▶ _Exercise_
Reproduce exactly, with no other output, every line of the data below from the line containing "Task: mark the concrete paving" to the end, inclusive.

---- Materials provided

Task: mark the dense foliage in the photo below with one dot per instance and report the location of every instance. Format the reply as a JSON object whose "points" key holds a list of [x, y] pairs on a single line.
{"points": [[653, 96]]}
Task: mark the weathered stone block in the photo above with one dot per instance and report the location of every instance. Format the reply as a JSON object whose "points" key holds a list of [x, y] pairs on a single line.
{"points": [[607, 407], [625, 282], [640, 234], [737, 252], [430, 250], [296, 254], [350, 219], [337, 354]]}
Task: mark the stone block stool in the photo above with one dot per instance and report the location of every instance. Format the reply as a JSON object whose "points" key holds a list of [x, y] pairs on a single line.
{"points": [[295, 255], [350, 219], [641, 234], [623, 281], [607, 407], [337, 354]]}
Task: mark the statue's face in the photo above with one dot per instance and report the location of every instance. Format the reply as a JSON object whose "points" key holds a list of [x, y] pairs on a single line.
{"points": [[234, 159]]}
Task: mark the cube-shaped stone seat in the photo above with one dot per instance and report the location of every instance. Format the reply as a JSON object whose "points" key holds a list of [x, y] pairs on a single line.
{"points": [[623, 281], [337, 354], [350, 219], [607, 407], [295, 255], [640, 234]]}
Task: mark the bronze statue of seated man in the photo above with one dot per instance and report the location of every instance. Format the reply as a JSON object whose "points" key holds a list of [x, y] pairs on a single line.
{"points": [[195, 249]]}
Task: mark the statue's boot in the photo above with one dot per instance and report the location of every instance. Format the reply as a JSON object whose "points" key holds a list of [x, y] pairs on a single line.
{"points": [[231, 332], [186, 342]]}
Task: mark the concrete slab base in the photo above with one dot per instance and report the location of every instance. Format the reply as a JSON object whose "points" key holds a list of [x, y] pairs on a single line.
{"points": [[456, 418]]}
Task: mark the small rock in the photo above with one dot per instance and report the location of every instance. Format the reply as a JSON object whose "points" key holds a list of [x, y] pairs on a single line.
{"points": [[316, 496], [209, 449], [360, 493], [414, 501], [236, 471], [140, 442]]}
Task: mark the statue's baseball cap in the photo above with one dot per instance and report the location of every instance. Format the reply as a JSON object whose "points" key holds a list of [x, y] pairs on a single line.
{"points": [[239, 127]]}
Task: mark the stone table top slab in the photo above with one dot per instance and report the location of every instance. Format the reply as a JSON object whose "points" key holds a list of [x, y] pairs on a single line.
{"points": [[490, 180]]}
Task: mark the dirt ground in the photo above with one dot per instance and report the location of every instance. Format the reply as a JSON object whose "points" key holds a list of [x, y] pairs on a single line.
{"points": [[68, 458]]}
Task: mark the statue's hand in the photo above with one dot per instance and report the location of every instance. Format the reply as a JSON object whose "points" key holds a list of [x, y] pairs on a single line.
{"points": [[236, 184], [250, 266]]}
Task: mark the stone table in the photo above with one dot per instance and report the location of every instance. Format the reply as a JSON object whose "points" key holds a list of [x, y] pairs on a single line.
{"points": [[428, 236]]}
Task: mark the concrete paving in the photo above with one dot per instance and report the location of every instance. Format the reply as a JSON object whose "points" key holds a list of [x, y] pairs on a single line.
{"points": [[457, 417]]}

--------

▶ _Response to this exercise_
Task: mark the concrete paving in the photo above with one dot per instance and report the location of every instance. Format the reply as a JSON object whose "points" key holds a list of [x, y] pairs on a single line.
{"points": [[457, 417]]}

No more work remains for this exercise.